TASK OBJECTIVE:
Set down each record exactly as written.

= = = = = = =

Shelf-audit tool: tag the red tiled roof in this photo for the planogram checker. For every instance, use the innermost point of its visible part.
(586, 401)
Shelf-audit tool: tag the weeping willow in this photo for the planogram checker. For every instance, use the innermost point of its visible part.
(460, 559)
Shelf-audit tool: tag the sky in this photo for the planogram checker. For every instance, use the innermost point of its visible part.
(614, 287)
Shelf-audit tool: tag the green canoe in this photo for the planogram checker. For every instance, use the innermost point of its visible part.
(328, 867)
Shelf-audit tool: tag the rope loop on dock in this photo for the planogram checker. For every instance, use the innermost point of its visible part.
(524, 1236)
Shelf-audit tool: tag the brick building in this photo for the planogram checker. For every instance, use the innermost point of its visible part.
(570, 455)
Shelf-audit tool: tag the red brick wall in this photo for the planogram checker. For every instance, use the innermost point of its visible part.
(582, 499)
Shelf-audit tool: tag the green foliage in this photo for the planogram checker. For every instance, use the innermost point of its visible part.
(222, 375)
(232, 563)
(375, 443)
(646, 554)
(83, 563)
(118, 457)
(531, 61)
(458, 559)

= = = = = = =

SOLVED EXERCISE:
Shelf-audit tool: tag the red tiled roof in this photo for the planogram checker. For every instance, use the innermost point of its visible part.
(586, 401)
Shelf-audit tool: tag the weeping willow in this photo for the planogram checker. For every instance, use the innermost point of its visible part.
(460, 559)
Shelf-audit tool: tag the sky in this photo for the planogram checker. For every instance, use the innermost point of its visible part.
(614, 287)
Shelf-audit tool: tag the green canoe in this photo for the planogram checker. For every instance, use the innermost point of its visible part.
(328, 867)
Shelf-audit tool: tag the rope loop on dock in this photo for the planogram checker. For every instance, use the innermost point of its visible part.
(524, 1236)
Shelf-audit tool: tag the brick building in this photo for the planogram checker. For every instance, use the innermost point of its visible part.
(570, 455)
Shelf-audit tool: tag the red brick wall in this photo for the planogram checker. For every instance, use the innermost point of its visible part.
(582, 499)
Shelf-audit tool: tag the green foliage in this photo for the planogram checker. For every instance, use the innermost point of its visible part.
(222, 375)
(232, 563)
(375, 443)
(646, 554)
(83, 563)
(118, 457)
(531, 61)
(458, 559)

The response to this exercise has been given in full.